**Requirement:** Rewrite the records below, changing every "JSON array" to "JSON list" and leaving everything else the same.

Bounding-box records
- - -

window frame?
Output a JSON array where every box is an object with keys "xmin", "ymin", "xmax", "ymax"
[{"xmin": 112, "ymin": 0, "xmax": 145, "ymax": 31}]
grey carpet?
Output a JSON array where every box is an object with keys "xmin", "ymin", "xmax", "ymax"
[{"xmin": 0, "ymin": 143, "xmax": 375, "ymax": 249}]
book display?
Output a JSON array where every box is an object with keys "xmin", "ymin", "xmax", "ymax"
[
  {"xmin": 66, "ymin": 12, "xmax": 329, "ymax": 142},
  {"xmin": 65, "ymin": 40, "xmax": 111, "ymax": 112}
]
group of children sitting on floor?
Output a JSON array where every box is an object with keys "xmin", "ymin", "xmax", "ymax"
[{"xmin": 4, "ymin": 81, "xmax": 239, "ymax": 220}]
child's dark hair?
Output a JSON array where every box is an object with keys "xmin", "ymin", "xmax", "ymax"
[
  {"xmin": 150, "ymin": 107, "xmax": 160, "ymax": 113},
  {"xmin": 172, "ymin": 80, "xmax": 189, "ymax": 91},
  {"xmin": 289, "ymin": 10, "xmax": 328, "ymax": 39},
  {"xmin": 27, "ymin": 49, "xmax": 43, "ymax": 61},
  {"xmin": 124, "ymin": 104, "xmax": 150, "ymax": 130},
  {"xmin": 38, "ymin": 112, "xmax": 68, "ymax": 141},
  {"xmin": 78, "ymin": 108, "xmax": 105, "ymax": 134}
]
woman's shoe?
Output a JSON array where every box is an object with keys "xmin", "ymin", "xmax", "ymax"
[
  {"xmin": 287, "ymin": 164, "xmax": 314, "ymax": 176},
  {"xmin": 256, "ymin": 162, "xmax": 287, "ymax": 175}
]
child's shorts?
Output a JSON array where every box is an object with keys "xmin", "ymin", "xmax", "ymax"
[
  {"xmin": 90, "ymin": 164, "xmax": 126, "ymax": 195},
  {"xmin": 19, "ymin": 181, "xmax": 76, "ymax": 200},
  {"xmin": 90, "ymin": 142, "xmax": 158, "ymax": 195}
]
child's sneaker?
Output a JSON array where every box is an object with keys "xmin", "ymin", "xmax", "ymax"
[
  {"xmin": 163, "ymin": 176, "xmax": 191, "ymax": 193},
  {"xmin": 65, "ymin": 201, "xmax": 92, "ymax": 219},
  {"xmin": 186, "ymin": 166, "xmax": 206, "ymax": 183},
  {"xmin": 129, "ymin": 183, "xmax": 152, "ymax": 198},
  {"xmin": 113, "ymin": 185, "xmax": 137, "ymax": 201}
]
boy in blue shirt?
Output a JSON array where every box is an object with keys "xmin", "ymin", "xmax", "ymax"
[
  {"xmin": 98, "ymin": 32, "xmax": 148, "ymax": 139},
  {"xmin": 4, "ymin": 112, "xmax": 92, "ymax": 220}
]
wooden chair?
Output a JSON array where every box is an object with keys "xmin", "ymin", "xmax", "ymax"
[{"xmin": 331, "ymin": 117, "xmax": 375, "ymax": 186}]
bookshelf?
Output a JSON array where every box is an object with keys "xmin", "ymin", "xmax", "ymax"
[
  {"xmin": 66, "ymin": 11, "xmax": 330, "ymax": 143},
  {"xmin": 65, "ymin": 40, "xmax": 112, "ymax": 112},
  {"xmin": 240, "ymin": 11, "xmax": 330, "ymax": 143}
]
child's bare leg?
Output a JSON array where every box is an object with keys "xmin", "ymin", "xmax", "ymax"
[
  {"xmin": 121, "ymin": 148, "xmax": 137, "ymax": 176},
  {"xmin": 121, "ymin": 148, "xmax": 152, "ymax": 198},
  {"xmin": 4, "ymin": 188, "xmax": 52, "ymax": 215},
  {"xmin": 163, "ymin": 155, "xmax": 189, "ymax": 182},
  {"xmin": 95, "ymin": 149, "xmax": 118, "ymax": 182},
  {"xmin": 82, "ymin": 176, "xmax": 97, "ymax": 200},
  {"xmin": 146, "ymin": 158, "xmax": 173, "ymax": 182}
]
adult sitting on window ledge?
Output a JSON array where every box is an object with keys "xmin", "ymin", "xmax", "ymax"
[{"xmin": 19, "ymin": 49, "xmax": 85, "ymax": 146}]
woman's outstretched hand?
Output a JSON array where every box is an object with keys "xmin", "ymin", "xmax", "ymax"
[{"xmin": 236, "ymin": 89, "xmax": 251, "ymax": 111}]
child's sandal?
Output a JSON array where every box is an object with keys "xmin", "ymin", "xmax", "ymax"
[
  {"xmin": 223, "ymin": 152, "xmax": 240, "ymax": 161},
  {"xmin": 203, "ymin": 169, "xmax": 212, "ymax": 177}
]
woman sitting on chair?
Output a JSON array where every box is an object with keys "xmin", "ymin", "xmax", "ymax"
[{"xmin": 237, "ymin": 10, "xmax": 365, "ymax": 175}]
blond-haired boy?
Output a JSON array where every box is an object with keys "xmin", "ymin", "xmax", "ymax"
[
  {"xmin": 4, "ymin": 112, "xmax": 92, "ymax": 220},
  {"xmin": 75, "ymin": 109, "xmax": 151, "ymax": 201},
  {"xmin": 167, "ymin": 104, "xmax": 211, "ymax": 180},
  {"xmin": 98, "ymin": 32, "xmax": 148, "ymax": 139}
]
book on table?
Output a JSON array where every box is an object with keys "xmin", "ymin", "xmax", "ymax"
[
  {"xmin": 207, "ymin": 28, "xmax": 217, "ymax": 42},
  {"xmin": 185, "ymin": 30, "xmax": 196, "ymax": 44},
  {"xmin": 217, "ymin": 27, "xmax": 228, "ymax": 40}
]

- - -

**Result for this exercise:**
window frame?
Output a JSON list where every box is an object with keys "xmin", "ymin", "xmax", "ymax"
[{"xmin": 112, "ymin": 0, "xmax": 145, "ymax": 31}]
grey carpet?
Output a JSON list where every box is an object with keys "xmin", "ymin", "xmax", "ymax"
[{"xmin": 0, "ymin": 143, "xmax": 375, "ymax": 249}]
book display?
Output a JSON list where every box is an object with keys "xmin", "ymin", "xmax", "ymax"
[
  {"xmin": 66, "ymin": 12, "xmax": 329, "ymax": 142},
  {"xmin": 65, "ymin": 40, "xmax": 111, "ymax": 112}
]
group of children sitting on floor?
Output a JSON list where every box is an object with keys "xmin", "ymin", "xmax", "ymax"
[{"xmin": 4, "ymin": 81, "xmax": 239, "ymax": 220}]
child's dark hair?
Output a JSON list where every box is an object with keys "xmin", "ymin", "xmax", "ymax"
[
  {"xmin": 150, "ymin": 107, "xmax": 160, "ymax": 113},
  {"xmin": 172, "ymin": 80, "xmax": 189, "ymax": 91},
  {"xmin": 289, "ymin": 10, "xmax": 328, "ymax": 39},
  {"xmin": 27, "ymin": 49, "xmax": 43, "ymax": 61},
  {"xmin": 124, "ymin": 104, "xmax": 150, "ymax": 130},
  {"xmin": 38, "ymin": 112, "xmax": 68, "ymax": 141},
  {"xmin": 78, "ymin": 108, "xmax": 105, "ymax": 134}
]
woman's shoe?
Output a JSON list where every box is an object with keys "xmin", "ymin", "xmax", "ymax"
[
  {"xmin": 287, "ymin": 164, "xmax": 314, "ymax": 176},
  {"xmin": 256, "ymin": 162, "xmax": 287, "ymax": 175}
]
child's shorts?
Output a JSON list where every box is an object with keys "xmin", "ymin", "xmax", "ymax"
[
  {"xmin": 90, "ymin": 164, "xmax": 126, "ymax": 195},
  {"xmin": 19, "ymin": 181, "xmax": 76, "ymax": 200},
  {"xmin": 90, "ymin": 142, "xmax": 158, "ymax": 195}
]
child's sneaker?
Output a JSON list where every box is an object with keys "xmin", "ymin", "xmax", "ymax"
[
  {"xmin": 163, "ymin": 176, "xmax": 191, "ymax": 193},
  {"xmin": 65, "ymin": 201, "xmax": 92, "ymax": 219},
  {"xmin": 186, "ymin": 166, "xmax": 206, "ymax": 183},
  {"xmin": 129, "ymin": 183, "xmax": 152, "ymax": 198},
  {"xmin": 113, "ymin": 185, "xmax": 137, "ymax": 201}
]
boy in blue shirt?
Output a JSON list where every box is an object with keys "xmin", "ymin", "xmax", "ymax"
[
  {"xmin": 98, "ymin": 32, "xmax": 148, "ymax": 139},
  {"xmin": 4, "ymin": 112, "xmax": 92, "ymax": 220}
]
wooden chair?
Output a JSON list where every box is an object with keys "xmin", "ymin", "xmax", "ymax"
[{"xmin": 331, "ymin": 117, "xmax": 375, "ymax": 186}]
bookshelf?
Output a JSON list where every box is an object with keys "xmin", "ymin", "xmax", "ymax"
[
  {"xmin": 66, "ymin": 11, "xmax": 330, "ymax": 143},
  {"xmin": 65, "ymin": 40, "xmax": 112, "ymax": 112},
  {"xmin": 240, "ymin": 11, "xmax": 330, "ymax": 143}
]
child's bare leg?
Output a JSON list where every box is an object with keys "xmin", "ymin", "xmax", "ymax"
[
  {"xmin": 121, "ymin": 148, "xmax": 137, "ymax": 176},
  {"xmin": 121, "ymin": 148, "xmax": 152, "ymax": 198},
  {"xmin": 4, "ymin": 188, "xmax": 52, "ymax": 215},
  {"xmin": 163, "ymin": 155, "xmax": 189, "ymax": 182},
  {"xmin": 95, "ymin": 149, "xmax": 118, "ymax": 182},
  {"xmin": 82, "ymin": 176, "xmax": 97, "ymax": 200},
  {"xmin": 146, "ymin": 158, "xmax": 173, "ymax": 182}
]
adult sitting on window ledge?
Output a JSON list where every box is an object with keys "xmin", "ymin", "xmax", "ymax"
[{"xmin": 19, "ymin": 49, "xmax": 85, "ymax": 146}]
woman's outstretched hand?
Output a JSON list where every box is an object with keys "xmin", "ymin", "xmax", "ymax"
[{"xmin": 236, "ymin": 89, "xmax": 251, "ymax": 111}]
child's sandal?
Output a JSON list where every box is an object with keys "xmin", "ymin", "xmax", "ymax"
[
  {"xmin": 223, "ymin": 152, "xmax": 240, "ymax": 161},
  {"xmin": 203, "ymin": 169, "xmax": 212, "ymax": 177}
]
woman sitting on chair?
Output a JSON list where every box is an object with keys "xmin", "ymin", "xmax", "ymax"
[{"xmin": 237, "ymin": 10, "xmax": 365, "ymax": 175}]
blond-haired boy?
Output a JSON list where every box is an object with keys "xmin", "ymin", "xmax", "ymax"
[
  {"xmin": 4, "ymin": 112, "xmax": 92, "ymax": 220},
  {"xmin": 75, "ymin": 109, "xmax": 151, "ymax": 201},
  {"xmin": 167, "ymin": 104, "xmax": 211, "ymax": 180},
  {"xmin": 98, "ymin": 32, "xmax": 148, "ymax": 139}
]
book on table?
Output a JSON list where every box is an object with keys "xmin", "ymin", "xmax", "ymax"
[
  {"xmin": 207, "ymin": 28, "xmax": 217, "ymax": 42},
  {"xmin": 185, "ymin": 30, "xmax": 196, "ymax": 44},
  {"xmin": 217, "ymin": 27, "xmax": 228, "ymax": 40}
]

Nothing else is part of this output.